» Exercise objective
Scan the records beneath this line for the line holding "Where can the red marigold" and the line holding "Where can the stone bridge", then transcribe exactly those two and all lines between.

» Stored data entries
== Segment start ==

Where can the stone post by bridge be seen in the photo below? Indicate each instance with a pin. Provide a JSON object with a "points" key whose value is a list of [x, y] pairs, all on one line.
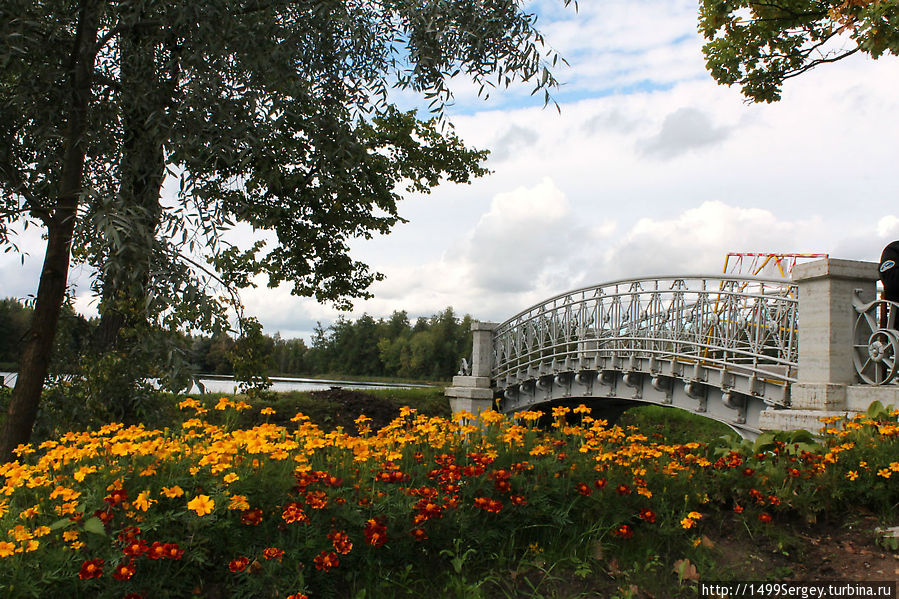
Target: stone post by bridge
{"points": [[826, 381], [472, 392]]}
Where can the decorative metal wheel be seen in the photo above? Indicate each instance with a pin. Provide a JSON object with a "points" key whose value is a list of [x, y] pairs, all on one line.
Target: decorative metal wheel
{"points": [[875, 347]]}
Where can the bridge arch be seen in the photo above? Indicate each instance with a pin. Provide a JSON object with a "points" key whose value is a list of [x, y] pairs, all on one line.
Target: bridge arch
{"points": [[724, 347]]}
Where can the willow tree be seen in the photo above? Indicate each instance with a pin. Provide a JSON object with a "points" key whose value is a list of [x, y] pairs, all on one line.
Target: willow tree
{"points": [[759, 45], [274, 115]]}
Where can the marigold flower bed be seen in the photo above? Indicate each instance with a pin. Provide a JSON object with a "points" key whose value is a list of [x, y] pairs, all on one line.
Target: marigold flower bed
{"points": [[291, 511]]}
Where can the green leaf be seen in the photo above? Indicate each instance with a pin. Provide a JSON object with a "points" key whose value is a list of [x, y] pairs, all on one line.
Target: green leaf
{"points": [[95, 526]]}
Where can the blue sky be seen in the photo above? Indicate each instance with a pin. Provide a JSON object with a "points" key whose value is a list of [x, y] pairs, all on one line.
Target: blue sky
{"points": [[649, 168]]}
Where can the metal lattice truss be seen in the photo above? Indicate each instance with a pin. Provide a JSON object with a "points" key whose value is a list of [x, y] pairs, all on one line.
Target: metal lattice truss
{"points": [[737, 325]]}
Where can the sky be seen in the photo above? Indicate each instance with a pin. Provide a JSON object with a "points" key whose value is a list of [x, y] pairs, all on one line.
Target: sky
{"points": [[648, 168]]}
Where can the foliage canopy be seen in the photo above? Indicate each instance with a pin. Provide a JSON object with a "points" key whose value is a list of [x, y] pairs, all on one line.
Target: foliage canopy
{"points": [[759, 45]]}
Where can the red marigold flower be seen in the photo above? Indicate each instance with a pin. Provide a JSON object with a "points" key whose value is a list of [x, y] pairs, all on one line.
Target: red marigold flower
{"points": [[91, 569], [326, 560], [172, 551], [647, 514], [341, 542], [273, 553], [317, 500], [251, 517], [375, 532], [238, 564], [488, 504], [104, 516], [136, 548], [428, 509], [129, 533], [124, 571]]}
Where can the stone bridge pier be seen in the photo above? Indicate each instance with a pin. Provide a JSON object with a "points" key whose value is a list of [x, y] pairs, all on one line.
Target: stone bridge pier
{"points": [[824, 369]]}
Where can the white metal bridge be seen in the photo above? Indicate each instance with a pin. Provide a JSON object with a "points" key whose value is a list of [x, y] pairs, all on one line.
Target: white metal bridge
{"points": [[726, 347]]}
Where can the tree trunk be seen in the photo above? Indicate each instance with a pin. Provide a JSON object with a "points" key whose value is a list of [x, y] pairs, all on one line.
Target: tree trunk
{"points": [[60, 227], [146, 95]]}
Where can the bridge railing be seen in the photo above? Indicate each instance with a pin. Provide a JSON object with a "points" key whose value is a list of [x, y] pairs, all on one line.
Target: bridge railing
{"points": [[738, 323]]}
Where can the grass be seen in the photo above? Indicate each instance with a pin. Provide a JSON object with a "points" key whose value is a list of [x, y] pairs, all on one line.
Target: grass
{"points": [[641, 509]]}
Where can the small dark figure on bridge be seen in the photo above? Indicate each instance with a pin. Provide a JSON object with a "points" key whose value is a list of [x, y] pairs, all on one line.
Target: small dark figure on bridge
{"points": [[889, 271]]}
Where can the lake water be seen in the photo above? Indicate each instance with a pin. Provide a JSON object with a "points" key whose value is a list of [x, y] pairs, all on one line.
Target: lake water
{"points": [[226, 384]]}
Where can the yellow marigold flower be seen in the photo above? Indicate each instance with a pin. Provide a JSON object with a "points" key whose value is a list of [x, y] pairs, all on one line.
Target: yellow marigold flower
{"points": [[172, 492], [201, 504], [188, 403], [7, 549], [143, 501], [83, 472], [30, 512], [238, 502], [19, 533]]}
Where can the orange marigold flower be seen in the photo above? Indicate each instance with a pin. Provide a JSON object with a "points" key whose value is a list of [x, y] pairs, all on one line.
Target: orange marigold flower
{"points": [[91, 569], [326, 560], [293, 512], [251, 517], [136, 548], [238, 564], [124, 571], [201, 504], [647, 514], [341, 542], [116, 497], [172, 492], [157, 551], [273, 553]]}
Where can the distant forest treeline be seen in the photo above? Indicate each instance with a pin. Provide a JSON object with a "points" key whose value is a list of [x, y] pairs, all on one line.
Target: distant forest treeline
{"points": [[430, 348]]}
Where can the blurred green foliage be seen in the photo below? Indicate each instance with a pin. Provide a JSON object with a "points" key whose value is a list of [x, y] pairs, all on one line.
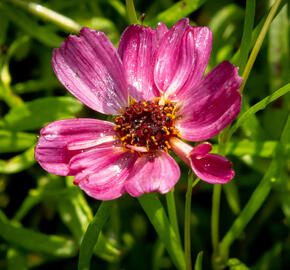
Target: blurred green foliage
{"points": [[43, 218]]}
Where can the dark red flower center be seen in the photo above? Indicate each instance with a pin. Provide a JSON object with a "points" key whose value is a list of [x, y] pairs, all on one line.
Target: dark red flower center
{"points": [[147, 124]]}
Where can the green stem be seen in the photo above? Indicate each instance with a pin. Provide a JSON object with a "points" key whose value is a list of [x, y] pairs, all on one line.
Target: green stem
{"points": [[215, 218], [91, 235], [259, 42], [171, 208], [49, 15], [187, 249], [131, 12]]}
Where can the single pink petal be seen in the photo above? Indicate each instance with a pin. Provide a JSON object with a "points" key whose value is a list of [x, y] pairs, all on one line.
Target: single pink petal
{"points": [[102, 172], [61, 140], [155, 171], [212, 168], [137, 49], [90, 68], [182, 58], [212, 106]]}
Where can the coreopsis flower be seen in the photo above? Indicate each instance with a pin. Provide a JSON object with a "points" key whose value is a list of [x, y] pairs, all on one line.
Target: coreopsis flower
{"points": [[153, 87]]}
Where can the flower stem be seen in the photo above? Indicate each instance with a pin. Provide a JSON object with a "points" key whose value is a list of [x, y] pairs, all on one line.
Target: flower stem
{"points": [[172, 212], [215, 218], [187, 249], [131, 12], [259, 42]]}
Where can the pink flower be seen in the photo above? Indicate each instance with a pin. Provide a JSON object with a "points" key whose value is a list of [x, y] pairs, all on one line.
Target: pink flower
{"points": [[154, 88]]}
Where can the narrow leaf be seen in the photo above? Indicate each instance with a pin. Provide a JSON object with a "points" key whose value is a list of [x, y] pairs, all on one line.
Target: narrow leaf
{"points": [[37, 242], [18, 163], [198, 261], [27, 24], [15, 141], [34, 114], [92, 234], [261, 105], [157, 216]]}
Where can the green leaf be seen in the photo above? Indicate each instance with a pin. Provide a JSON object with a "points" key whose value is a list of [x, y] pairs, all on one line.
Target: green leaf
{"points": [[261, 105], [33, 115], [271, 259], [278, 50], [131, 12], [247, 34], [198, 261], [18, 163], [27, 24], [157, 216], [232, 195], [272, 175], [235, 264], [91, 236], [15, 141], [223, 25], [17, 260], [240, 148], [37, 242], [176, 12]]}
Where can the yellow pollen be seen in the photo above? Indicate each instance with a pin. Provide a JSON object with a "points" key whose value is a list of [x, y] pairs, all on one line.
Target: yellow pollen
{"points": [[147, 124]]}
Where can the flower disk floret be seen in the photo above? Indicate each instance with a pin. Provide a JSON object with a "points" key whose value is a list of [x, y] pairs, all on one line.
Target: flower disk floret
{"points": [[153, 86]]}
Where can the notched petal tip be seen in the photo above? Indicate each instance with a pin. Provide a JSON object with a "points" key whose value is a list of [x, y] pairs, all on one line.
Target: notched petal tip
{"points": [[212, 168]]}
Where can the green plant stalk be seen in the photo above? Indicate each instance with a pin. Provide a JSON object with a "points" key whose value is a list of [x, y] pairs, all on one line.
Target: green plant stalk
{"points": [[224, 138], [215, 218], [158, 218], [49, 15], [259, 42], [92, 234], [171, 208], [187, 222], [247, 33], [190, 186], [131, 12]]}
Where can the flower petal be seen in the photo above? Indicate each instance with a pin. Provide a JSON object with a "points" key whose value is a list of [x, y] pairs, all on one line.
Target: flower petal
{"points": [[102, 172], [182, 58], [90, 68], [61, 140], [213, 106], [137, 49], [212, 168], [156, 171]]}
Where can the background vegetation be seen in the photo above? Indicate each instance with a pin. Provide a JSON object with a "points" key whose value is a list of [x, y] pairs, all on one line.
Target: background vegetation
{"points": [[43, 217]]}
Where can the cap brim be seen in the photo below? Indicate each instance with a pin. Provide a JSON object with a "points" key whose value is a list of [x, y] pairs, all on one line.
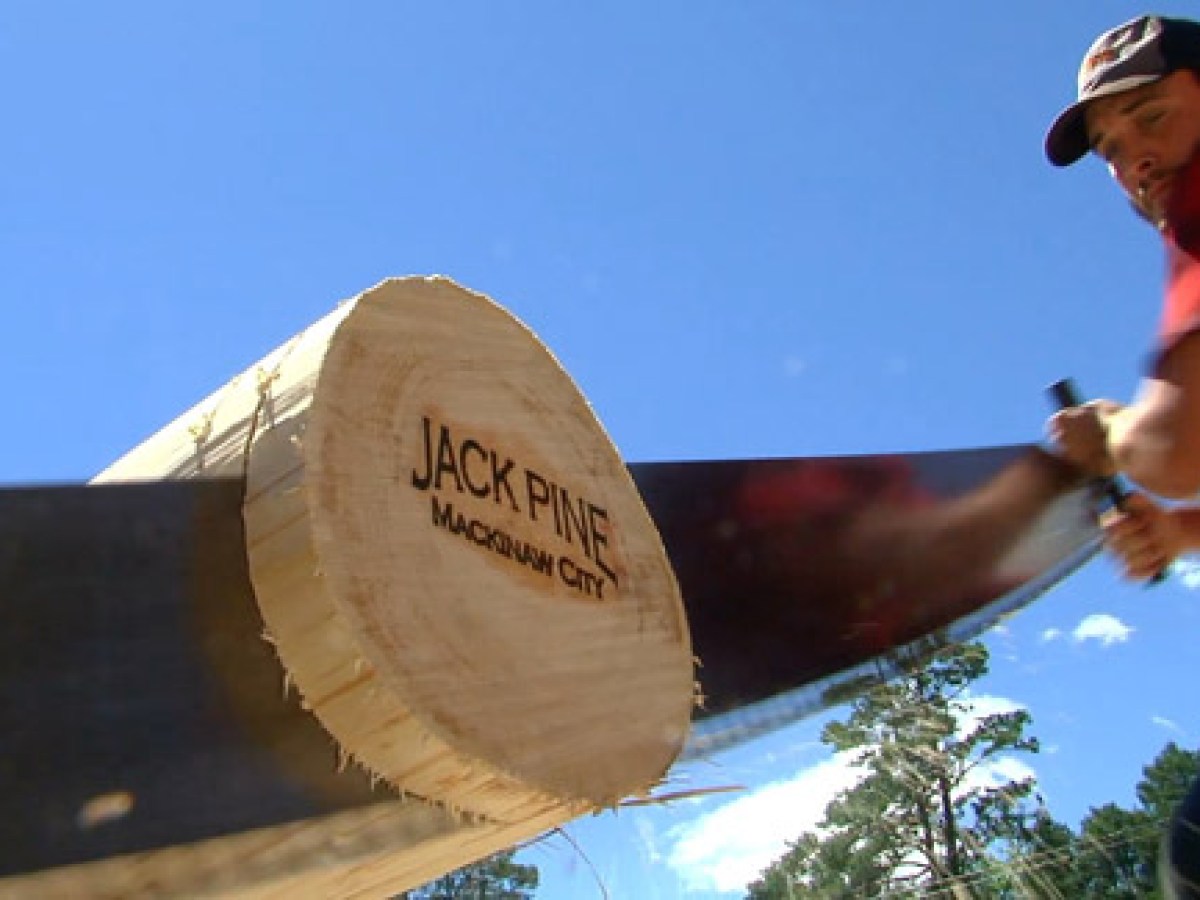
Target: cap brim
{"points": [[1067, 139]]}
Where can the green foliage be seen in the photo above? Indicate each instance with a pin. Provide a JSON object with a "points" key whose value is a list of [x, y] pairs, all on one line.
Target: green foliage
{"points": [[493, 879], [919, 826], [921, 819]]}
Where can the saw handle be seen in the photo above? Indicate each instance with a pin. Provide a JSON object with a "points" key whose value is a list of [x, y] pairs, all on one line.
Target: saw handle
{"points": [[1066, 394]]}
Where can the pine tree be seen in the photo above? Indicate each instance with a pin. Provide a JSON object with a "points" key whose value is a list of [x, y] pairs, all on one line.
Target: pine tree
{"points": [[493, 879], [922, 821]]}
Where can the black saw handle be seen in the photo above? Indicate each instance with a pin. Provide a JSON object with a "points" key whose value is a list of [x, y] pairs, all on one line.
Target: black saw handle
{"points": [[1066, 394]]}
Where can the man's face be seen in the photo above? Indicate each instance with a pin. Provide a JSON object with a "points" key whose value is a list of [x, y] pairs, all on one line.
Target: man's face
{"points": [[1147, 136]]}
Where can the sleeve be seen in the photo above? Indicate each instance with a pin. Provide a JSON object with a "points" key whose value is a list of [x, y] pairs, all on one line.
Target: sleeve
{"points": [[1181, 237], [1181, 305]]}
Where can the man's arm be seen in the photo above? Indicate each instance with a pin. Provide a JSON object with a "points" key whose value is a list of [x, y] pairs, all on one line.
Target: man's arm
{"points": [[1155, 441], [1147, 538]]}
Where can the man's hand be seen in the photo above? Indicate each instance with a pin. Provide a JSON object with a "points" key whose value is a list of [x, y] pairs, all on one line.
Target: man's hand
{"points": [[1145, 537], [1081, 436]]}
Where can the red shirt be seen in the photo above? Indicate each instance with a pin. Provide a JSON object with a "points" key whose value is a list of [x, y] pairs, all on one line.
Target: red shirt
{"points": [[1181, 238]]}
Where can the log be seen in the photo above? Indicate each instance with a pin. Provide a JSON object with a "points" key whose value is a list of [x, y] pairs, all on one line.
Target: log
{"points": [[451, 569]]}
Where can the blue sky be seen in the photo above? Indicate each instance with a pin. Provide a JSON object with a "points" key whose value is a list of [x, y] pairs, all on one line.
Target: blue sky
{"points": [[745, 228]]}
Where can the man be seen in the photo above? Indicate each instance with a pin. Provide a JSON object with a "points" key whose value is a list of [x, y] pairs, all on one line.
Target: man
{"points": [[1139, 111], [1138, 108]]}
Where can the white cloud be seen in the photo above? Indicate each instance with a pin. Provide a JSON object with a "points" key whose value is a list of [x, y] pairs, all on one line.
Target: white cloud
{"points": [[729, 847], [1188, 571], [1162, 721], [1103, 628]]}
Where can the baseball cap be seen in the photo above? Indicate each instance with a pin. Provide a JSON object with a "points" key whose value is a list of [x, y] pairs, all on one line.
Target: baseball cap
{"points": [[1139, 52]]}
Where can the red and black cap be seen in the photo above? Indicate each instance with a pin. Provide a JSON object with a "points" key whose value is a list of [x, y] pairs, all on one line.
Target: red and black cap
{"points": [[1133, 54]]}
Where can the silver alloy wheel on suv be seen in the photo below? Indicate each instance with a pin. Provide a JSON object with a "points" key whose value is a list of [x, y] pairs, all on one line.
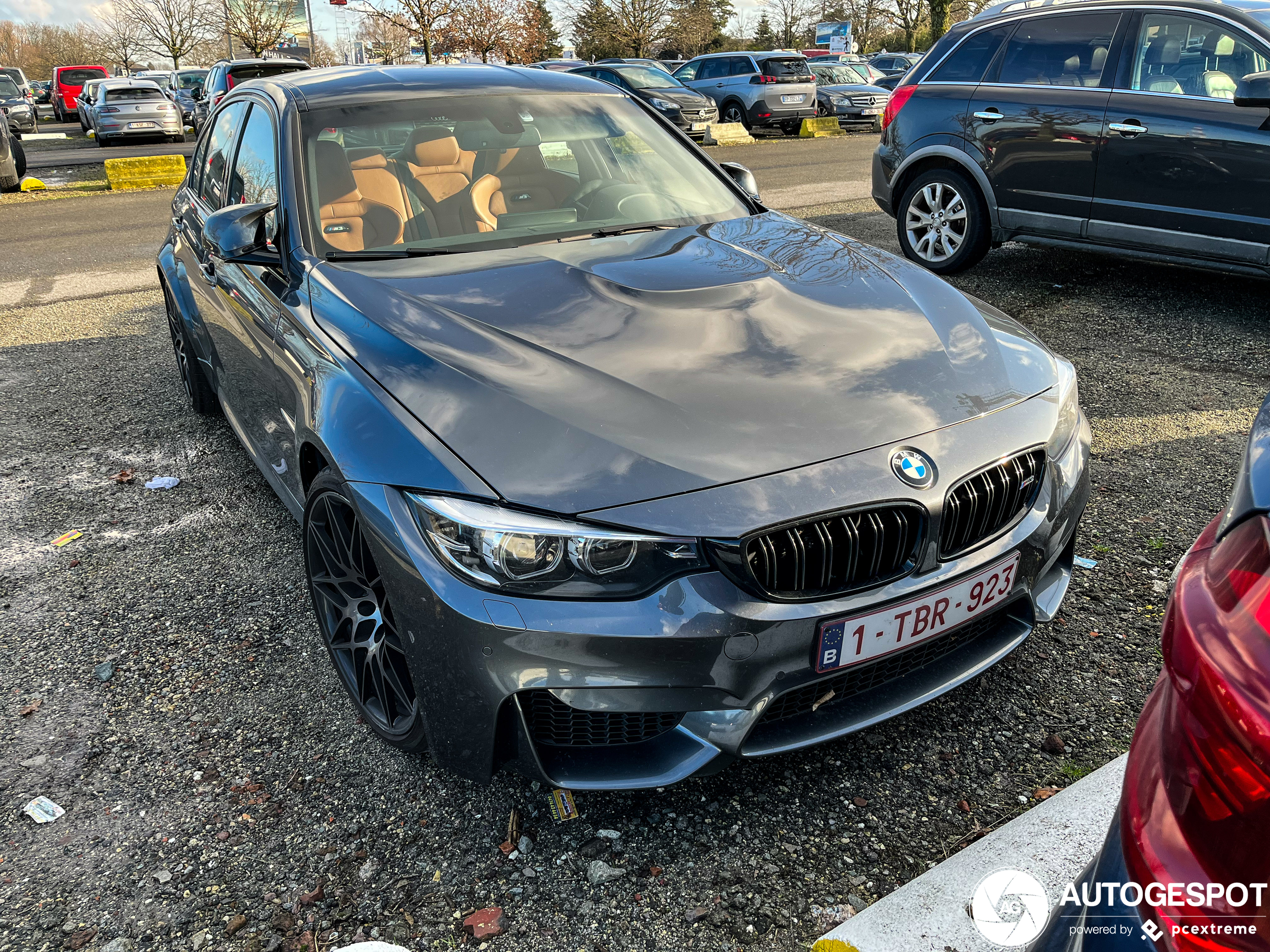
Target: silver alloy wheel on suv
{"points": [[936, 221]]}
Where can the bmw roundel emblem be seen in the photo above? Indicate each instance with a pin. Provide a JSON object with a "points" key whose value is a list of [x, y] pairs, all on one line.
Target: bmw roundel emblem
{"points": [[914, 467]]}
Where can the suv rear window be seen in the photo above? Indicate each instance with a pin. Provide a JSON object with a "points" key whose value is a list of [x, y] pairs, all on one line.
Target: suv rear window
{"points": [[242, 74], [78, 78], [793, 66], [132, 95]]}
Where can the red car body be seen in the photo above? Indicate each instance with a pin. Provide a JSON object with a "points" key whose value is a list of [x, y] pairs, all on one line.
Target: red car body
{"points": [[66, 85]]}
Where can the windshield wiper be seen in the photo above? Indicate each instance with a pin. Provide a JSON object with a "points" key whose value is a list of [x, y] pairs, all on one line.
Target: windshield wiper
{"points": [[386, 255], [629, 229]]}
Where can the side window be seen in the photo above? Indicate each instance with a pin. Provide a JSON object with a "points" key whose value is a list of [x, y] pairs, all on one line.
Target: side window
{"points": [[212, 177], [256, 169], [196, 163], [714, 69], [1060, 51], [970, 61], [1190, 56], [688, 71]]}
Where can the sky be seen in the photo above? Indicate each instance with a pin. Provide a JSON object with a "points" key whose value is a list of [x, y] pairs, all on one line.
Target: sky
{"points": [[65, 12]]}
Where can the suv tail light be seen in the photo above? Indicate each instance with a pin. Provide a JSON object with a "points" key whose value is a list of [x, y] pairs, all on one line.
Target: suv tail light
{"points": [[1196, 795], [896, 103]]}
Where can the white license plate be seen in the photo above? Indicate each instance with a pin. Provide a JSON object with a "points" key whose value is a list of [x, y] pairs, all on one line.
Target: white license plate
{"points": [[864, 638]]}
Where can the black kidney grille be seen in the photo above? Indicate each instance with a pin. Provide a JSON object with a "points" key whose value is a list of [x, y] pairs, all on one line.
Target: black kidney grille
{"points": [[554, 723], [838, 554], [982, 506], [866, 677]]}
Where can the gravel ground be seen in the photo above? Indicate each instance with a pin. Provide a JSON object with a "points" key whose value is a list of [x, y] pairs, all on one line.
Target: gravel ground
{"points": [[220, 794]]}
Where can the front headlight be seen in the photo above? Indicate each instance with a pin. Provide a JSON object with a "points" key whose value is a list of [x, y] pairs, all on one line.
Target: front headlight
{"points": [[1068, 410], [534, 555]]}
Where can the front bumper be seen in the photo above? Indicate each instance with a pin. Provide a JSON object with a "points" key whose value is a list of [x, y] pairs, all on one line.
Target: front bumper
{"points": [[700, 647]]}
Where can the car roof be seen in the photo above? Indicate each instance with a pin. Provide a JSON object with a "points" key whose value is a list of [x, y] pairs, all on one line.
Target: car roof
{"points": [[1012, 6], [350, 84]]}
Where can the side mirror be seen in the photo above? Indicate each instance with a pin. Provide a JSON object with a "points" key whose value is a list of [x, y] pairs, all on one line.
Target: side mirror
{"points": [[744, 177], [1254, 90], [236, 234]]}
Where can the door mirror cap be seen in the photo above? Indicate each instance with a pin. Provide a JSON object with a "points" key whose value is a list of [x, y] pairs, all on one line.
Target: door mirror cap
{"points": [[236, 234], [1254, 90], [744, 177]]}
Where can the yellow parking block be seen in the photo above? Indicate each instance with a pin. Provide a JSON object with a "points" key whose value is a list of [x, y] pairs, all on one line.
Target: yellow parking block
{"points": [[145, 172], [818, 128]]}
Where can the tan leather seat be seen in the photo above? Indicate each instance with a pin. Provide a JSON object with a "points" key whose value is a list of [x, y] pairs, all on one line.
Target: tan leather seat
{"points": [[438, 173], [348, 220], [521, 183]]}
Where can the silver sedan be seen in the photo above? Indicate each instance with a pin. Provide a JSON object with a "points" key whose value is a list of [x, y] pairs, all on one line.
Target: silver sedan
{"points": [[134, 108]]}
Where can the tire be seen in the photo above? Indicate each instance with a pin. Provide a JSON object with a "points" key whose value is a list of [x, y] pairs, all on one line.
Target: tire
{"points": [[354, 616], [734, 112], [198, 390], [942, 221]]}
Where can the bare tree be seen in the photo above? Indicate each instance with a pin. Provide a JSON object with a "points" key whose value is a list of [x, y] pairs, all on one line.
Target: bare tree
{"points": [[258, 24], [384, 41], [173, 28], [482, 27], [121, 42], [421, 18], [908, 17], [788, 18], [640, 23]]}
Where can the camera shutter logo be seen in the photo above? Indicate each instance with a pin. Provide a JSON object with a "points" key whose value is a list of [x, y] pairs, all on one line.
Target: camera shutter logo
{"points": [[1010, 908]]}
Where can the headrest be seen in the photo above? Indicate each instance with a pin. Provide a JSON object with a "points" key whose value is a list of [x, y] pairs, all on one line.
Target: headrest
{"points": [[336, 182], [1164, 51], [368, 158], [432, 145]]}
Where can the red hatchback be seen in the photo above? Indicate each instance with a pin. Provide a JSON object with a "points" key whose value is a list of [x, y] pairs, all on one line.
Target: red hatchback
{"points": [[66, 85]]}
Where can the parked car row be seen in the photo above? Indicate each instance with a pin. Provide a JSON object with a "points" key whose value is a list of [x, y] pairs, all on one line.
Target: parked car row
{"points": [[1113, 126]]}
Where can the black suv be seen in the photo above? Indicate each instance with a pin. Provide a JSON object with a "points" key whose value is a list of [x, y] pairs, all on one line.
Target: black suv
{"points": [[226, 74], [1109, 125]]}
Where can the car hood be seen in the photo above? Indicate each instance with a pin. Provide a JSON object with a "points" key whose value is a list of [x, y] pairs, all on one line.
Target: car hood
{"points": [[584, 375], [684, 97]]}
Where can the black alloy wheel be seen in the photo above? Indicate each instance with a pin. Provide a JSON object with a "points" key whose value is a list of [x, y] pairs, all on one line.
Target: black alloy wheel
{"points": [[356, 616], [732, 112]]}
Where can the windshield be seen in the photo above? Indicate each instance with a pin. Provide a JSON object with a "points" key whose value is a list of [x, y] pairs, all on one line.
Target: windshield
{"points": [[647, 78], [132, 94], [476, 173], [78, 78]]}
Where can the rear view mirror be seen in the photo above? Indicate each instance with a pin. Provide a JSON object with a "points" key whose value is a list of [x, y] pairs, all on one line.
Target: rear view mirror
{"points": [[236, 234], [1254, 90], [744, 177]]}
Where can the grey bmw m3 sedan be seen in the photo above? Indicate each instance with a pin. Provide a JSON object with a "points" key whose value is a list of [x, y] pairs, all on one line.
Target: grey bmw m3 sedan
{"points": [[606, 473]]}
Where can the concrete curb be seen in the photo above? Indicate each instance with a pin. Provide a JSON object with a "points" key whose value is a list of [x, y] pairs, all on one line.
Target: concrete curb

== Segment end ==

» Task output
Where can the red marigold flower be seen in the photo above? Indicate each instance with a pin. Provide a JSON object with a "points" key whose value is a list of [x, y] pairs, all on one line.
Target: red marigold flower
{"points": [[91, 569], [326, 560], [172, 551], [647, 514], [341, 542], [273, 553], [317, 500], [251, 517], [375, 532], [238, 564], [488, 504], [104, 516], [136, 548], [428, 509], [129, 533], [124, 571]]}
Where can the stone bridge pier be seen in the photo above? Indicate each instance with a pin. Provide a JSON object with a "points" key whose value is a list of [x, y] pairs, all on one line.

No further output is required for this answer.